STATED PROBLEM. Count the lines in the material below that contain the string "ceiling", matching case exactly. Give only the number.

Coordinate annotation entries.

═══

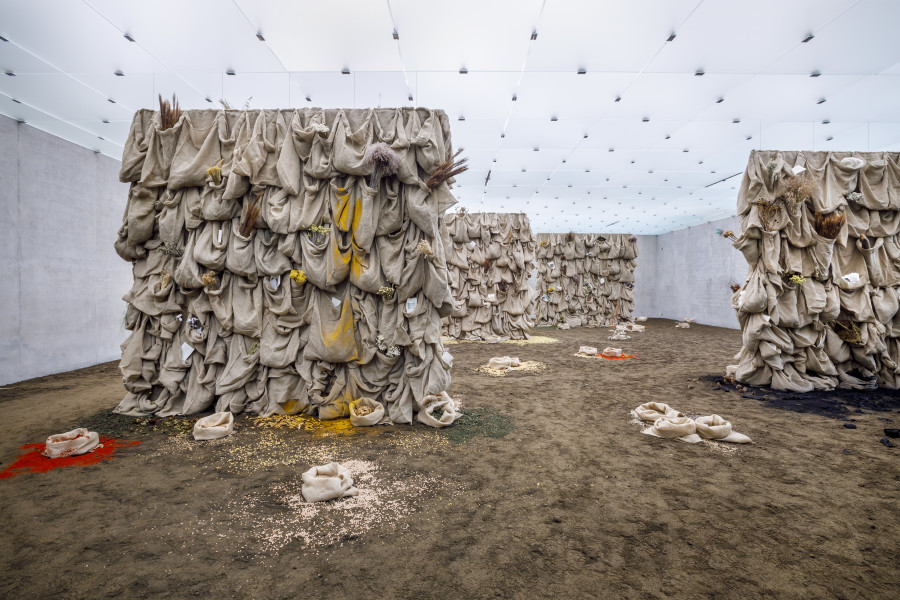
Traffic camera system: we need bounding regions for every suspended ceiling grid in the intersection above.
[0,0,900,234]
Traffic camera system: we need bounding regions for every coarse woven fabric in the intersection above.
[443,213,534,341]
[534,233,638,329]
[115,108,456,423]
[726,151,900,392]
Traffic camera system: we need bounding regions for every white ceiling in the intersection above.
[0,0,900,234]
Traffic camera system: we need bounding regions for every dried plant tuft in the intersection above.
[425,150,469,192]
[364,142,400,188]
[813,210,847,240]
[159,94,181,131]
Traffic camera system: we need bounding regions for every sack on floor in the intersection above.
[300,463,359,502]
[348,397,384,427]
[488,356,519,369]
[42,427,100,458]
[634,402,684,423]
[416,392,462,427]
[194,411,234,440]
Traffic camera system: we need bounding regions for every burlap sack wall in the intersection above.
[728,151,900,392]
[534,233,638,327]
[444,213,534,340]
[116,109,455,423]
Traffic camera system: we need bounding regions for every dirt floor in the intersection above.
[0,320,900,599]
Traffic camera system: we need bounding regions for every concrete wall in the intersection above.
[652,217,748,329]
[0,116,131,384]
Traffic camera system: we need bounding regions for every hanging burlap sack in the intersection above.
[301,462,359,502]
[41,427,100,458]
[194,412,234,440]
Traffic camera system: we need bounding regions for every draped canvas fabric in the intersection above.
[727,151,900,392]
[444,213,534,340]
[115,108,455,423]
[534,233,638,327]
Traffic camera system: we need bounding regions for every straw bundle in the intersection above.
[813,210,847,240]
[425,150,469,191]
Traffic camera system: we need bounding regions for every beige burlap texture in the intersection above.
[115,108,455,423]
[534,233,638,328]
[444,213,534,341]
[727,151,900,392]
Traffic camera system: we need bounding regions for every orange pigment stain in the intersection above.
[0,436,141,479]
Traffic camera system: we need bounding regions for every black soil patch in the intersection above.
[701,375,900,419]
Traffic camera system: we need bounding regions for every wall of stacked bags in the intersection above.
[728,151,900,392]
[534,233,638,328]
[115,109,455,423]
[444,213,534,340]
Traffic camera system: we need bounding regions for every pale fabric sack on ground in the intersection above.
[417,392,462,427]
[41,427,100,458]
[300,463,359,502]
[488,356,519,369]
[194,411,234,440]
[350,397,390,427]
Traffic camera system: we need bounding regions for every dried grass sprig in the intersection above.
[363,142,400,188]
[157,242,184,258]
[751,198,781,231]
[238,192,263,237]
[425,150,469,192]
[159,94,181,131]
[200,271,219,290]
[813,210,847,240]
[831,321,862,344]
[206,158,222,185]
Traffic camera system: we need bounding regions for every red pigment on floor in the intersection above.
[0,436,141,479]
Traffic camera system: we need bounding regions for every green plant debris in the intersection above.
[440,406,516,444]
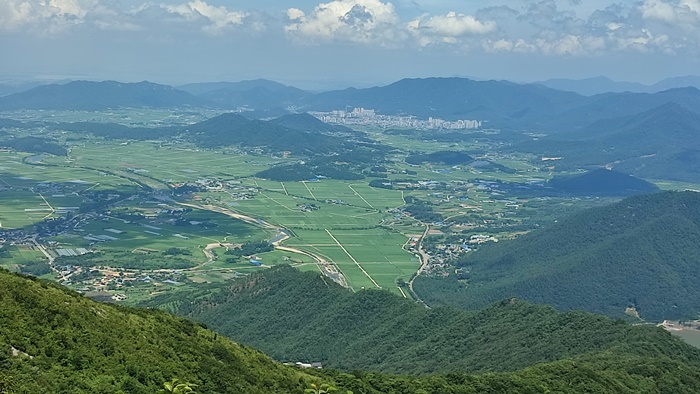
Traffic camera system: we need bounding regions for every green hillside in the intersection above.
[0,268,700,394]
[0,271,306,394]
[141,266,700,374]
[415,192,700,321]
[547,168,659,196]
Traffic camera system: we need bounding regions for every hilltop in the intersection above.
[0,270,314,393]
[414,192,700,321]
[547,168,659,196]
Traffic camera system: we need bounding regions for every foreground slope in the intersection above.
[415,192,700,321]
[0,271,700,394]
[142,266,699,374]
[0,271,306,394]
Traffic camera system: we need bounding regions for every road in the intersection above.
[408,222,430,308]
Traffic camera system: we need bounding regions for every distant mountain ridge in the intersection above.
[0,78,700,133]
[179,79,311,112]
[414,192,700,321]
[535,75,700,96]
[0,81,206,111]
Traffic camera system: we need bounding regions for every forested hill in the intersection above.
[141,266,700,374]
[414,192,700,321]
[6,270,700,394]
[0,270,308,394]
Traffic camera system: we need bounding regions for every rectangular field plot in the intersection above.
[71,210,270,254]
[288,228,420,293]
[0,190,52,229]
[57,142,282,182]
[229,192,382,229]
[0,245,46,271]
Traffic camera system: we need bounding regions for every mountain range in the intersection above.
[414,191,700,321]
[146,266,700,374]
[536,75,700,96]
[0,78,700,132]
[8,270,700,394]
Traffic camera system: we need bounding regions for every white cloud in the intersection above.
[0,0,97,32]
[161,0,247,34]
[284,0,404,46]
[408,12,498,46]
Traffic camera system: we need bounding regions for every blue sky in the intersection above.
[0,0,700,89]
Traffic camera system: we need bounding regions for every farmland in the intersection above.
[0,110,656,299]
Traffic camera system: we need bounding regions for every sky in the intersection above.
[0,0,700,89]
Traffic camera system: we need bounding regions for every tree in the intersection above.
[158,378,197,394]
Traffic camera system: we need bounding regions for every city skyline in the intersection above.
[0,0,700,89]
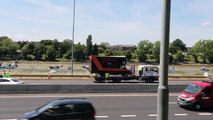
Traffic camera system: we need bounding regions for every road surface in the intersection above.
[0,93,213,120]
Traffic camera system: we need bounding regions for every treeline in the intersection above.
[0,35,213,63]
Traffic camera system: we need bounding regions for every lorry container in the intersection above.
[89,55,159,82]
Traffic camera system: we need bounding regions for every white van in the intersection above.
[138,65,159,83]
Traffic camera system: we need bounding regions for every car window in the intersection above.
[64,104,94,114]
[45,106,64,115]
[11,79,19,82]
[203,87,212,95]
[2,79,10,82]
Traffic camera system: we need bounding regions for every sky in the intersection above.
[0,0,213,47]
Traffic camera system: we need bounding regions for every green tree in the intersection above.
[174,50,184,62]
[136,40,153,62]
[169,39,186,54]
[189,40,207,63]
[153,41,160,62]
[0,36,18,59]
[104,49,113,56]
[46,45,56,61]
[204,40,213,63]
[74,43,87,61]
[92,44,99,55]
[86,35,92,56]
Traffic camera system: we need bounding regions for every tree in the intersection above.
[174,50,184,62]
[136,40,153,62]
[189,40,207,63]
[204,40,213,63]
[169,39,186,54]
[153,41,160,62]
[86,35,92,56]
[98,42,110,53]
[0,36,18,59]
[74,43,86,61]
[46,45,56,61]
[58,39,73,59]
[92,44,98,55]
[104,49,113,56]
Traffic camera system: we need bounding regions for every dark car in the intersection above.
[22,98,95,120]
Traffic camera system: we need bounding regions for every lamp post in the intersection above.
[157,0,171,120]
[71,0,75,75]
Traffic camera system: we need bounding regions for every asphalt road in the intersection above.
[0,93,213,120]
[22,80,192,85]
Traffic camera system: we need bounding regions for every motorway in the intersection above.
[22,79,196,85]
[0,93,213,120]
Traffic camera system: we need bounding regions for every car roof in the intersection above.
[192,81,213,87]
[51,98,91,105]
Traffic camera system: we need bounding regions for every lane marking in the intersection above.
[0,93,178,98]
[198,113,212,116]
[0,119,18,120]
[169,102,177,105]
[149,114,157,117]
[121,115,136,117]
[174,113,188,116]
[95,115,109,118]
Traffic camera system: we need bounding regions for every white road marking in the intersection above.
[95,115,108,118]
[169,102,177,105]
[0,93,178,98]
[149,114,157,117]
[121,115,136,117]
[0,119,18,120]
[174,113,188,116]
[198,113,212,116]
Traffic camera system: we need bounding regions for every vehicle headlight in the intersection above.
[185,97,195,102]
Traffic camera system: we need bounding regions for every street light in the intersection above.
[71,0,75,75]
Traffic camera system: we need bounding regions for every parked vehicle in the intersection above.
[177,81,213,110]
[22,98,96,120]
[138,65,159,83]
[88,55,159,82]
[0,78,24,85]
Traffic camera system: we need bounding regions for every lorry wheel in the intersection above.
[149,79,154,83]
[194,103,203,110]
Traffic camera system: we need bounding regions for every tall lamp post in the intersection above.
[71,0,75,75]
[157,0,171,120]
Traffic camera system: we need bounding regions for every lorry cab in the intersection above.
[138,65,159,82]
[177,81,213,110]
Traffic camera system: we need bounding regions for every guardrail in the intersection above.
[12,75,206,79]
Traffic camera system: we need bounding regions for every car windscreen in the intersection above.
[36,102,54,113]
[184,84,203,94]
[11,79,19,82]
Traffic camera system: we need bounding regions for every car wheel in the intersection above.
[194,103,203,110]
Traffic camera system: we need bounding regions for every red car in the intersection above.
[177,81,213,110]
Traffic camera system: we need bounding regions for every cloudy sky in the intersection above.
[0,0,213,46]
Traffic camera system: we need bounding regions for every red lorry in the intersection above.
[177,81,213,110]
[88,55,159,82]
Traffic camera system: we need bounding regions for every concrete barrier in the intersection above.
[0,84,186,94]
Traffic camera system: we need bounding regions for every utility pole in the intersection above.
[71,0,75,75]
[157,0,171,120]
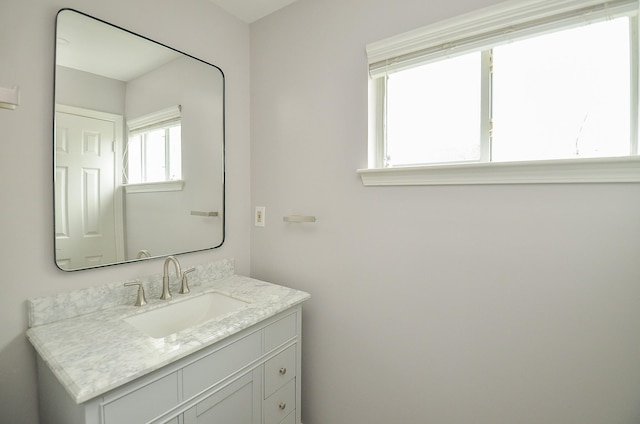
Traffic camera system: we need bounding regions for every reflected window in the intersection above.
[125,107,182,184]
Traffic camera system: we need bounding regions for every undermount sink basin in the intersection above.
[124,293,248,339]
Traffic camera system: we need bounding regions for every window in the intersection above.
[124,107,182,188]
[359,0,640,185]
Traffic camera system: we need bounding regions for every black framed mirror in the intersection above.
[53,9,225,271]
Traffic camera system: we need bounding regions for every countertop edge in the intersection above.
[26,274,311,404]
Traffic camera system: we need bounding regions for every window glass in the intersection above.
[126,124,182,184]
[386,52,481,166]
[492,17,631,161]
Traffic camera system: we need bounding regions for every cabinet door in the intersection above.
[184,369,262,424]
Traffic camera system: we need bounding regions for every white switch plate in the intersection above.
[253,206,267,227]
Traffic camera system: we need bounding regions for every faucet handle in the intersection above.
[178,267,196,294]
[124,281,147,306]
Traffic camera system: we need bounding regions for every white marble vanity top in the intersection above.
[27,262,310,403]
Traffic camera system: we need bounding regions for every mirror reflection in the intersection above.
[54,9,224,271]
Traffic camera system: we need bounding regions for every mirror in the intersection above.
[53,9,225,271]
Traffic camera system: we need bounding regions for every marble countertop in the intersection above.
[27,264,310,403]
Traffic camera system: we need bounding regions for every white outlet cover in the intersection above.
[253,206,267,227]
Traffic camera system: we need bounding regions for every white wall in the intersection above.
[0,0,251,424]
[251,0,640,424]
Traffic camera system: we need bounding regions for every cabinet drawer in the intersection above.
[264,345,296,399]
[264,314,298,353]
[103,373,178,424]
[182,332,262,399]
[264,378,296,424]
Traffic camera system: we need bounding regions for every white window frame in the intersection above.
[358,0,640,186]
[123,105,184,193]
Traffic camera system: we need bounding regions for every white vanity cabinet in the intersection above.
[38,305,301,424]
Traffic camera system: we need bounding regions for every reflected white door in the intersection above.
[55,112,117,269]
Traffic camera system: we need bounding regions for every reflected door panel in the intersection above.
[55,112,117,269]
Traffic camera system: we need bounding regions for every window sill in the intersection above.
[358,156,640,186]
[122,180,184,194]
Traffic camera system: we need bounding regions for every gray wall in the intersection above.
[0,0,251,424]
[251,0,640,424]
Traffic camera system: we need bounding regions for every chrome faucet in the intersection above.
[160,256,182,300]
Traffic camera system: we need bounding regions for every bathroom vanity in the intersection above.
[27,261,309,424]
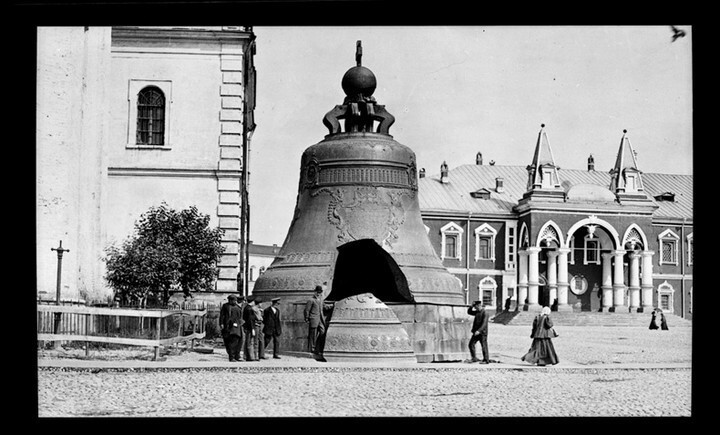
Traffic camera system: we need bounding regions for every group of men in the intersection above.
[219,285,332,362]
[219,295,282,362]
[220,285,493,364]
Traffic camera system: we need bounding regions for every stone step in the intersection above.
[491,311,692,328]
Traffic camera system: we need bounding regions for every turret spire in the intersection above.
[527,124,560,190]
[610,130,643,194]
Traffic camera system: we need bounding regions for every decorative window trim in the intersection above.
[126,79,173,150]
[475,224,497,261]
[505,222,518,270]
[657,281,675,314]
[440,222,464,260]
[658,229,680,266]
[583,236,600,264]
[570,275,588,296]
[478,276,497,309]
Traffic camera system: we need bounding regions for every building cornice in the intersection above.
[108,166,242,178]
[112,26,255,43]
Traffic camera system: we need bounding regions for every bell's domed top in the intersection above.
[323,41,395,136]
[342,65,377,98]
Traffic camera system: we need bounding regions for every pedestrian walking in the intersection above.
[649,308,660,330]
[253,296,267,359]
[303,285,325,354]
[522,306,560,366]
[263,298,282,359]
[243,295,258,361]
[219,295,243,362]
[467,301,490,364]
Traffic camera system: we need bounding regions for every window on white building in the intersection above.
[658,230,680,264]
[440,222,463,260]
[505,222,517,269]
[478,276,497,309]
[475,224,497,261]
[657,281,675,313]
[136,86,165,145]
[127,80,172,149]
[583,237,600,264]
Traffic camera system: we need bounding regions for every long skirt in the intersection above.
[522,338,560,366]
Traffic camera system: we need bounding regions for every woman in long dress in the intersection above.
[522,307,560,366]
[649,309,659,329]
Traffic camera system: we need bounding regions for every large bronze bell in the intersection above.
[253,41,470,362]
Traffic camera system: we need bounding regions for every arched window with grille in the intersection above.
[137,86,165,146]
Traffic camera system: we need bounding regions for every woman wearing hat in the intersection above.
[522,307,559,366]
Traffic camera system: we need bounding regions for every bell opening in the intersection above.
[326,239,414,302]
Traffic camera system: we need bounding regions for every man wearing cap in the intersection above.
[242,295,258,361]
[253,296,267,359]
[467,301,490,364]
[219,295,243,362]
[263,298,282,359]
[303,285,325,354]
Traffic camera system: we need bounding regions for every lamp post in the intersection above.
[50,240,70,349]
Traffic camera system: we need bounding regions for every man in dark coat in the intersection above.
[263,298,282,359]
[303,286,325,354]
[468,301,490,364]
[253,296,267,359]
[219,295,243,362]
[242,295,259,361]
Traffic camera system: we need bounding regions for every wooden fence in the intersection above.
[37,304,207,359]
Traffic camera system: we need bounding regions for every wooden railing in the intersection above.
[37,304,207,360]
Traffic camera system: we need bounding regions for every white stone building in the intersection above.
[36,27,255,302]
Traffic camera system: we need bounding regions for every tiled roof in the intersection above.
[418,165,693,220]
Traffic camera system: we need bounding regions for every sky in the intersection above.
[249,25,693,246]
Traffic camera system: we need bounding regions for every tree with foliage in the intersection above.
[105,202,224,306]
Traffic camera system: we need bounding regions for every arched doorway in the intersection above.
[326,239,414,302]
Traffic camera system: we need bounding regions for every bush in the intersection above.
[105,203,223,306]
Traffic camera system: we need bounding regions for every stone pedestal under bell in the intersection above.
[323,293,417,363]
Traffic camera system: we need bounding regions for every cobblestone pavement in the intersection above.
[38,324,692,417]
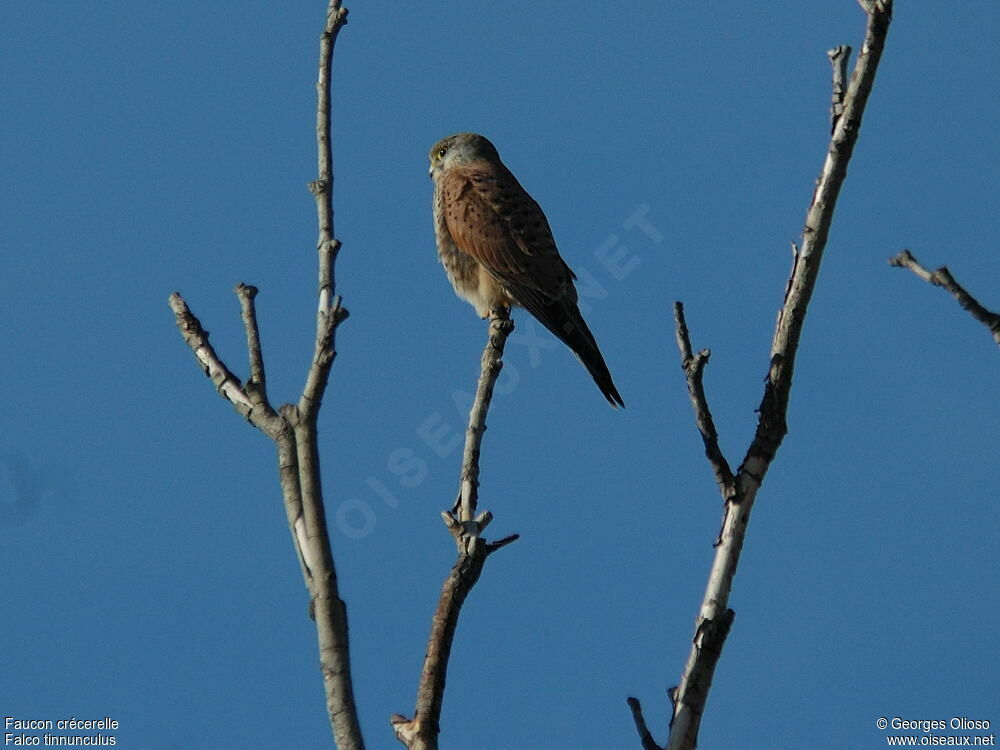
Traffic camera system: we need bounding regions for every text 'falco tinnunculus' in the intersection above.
[430,133,625,406]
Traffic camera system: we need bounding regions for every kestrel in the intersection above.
[429,133,625,407]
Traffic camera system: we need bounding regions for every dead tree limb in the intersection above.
[390,309,518,750]
[889,250,1000,344]
[629,0,892,750]
[170,5,364,750]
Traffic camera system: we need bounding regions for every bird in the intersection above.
[428,133,625,408]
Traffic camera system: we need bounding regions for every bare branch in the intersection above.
[452,308,514,522]
[170,0,364,750]
[826,44,851,133]
[889,250,1000,344]
[390,308,518,750]
[674,302,736,500]
[666,0,892,750]
[627,698,663,750]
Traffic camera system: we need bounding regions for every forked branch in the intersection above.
[390,308,518,750]
[629,0,892,750]
[889,250,1000,344]
[170,0,364,750]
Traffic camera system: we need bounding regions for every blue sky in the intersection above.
[0,0,1000,750]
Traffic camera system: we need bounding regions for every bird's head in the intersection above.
[428,133,500,177]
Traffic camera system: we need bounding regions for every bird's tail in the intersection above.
[541,299,625,408]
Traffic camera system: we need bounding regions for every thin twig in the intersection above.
[452,308,514,522]
[889,250,1000,344]
[826,44,851,133]
[390,309,518,750]
[648,5,892,750]
[674,302,736,500]
[627,698,663,750]
[170,0,364,750]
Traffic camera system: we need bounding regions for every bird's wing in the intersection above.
[441,161,575,306]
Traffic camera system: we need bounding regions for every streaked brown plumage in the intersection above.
[430,133,625,406]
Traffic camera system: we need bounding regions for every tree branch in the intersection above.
[636,0,892,750]
[674,302,736,500]
[889,250,1000,344]
[627,698,663,750]
[170,0,364,750]
[390,308,518,750]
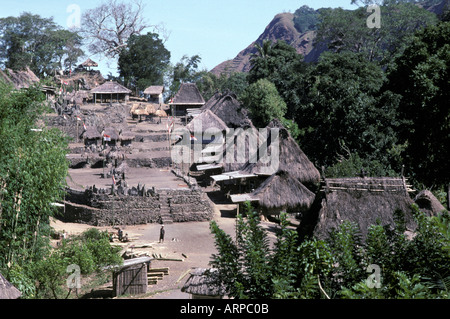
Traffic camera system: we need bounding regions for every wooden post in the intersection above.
[447,183,450,210]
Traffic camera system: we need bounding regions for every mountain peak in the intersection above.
[211,12,315,75]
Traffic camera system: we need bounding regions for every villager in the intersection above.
[159,225,166,243]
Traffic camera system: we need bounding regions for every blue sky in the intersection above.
[0,0,356,75]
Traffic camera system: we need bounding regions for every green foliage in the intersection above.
[118,32,170,91]
[242,79,286,127]
[0,12,84,76]
[388,22,450,186]
[210,203,298,299]
[170,55,202,96]
[196,71,248,101]
[31,228,122,299]
[297,52,398,170]
[211,203,450,299]
[315,1,438,66]
[0,82,68,268]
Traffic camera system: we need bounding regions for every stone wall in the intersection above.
[60,182,213,226]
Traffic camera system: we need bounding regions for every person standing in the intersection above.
[159,225,166,243]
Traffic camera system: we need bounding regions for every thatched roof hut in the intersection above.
[201,92,253,129]
[298,177,416,240]
[241,119,320,185]
[81,58,98,67]
[169,83,205,115]
[0,274,22,299]
[83,126,102,140]
[414,190,445,215]
[181,268,225,299]
[90,81,131,103]
[0,67,39,90]
[144,85,164,104]
[251,172,315,213]
[102,126,119,141]
[186,110,228,133]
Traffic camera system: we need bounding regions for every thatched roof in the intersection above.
[299,177,416,240]
[90,81,131,94]
[201,92,253,129]
[144,85,164,95]
[241,119,320,184]
[103,127,119,141]
[0,274,22,299]
[0,67,39,89]
[172,83,205,105]
[251,172,315,214]
[119,131,136,141]
[414,190,445,215]
[81,59,98,67]
[155,110,167,117]
[83,126,102,140]
[186,110,228,133]
[181,268,225,297]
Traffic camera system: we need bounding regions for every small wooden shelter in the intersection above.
[181,268,226,299]
[113,257,151,297]
[201,91,253,129]
[169,83,205,116]
[90,81,131,103]
[0,274,22,299]
[80,58,98,71]
[144,85,164,105]
[83,126,102,146]
[102,126,120,146]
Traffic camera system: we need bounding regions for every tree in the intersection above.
[81,0,149,58]
[0,13,84,76]
[388,22,450,187]
[0,82,68,269]
[296,52,398,169]
[170,55,203,95]
[196,71,248,101]
[315,1,437,66]
[242,79,287,127]
[118,32,170,90]
[248,40,307,121]
[210,203,298,299]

═══

SOLUTION TO THIS PROBLEM. 2